▶ [Goal] Convert the lines below into a Markdown table with two columns, Row and Line, numbering each row and leaving out any blank lines.

***

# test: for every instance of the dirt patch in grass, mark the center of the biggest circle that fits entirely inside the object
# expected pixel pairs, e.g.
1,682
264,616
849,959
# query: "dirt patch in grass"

***

▶ [Solution to the problem]
| Row | Line |
|---|---|
| 1 | # test: for every instance of the dirt patch in grass, mark the center of the biggest circle that fits entirely inside the object |
| 2 | # expected pixel pairs, e.g. |
| 3 | 1,682 |
| 4 | 264,616 |
| 5 | 849,959 |
| 6 | # query: "dirt patch in grass" |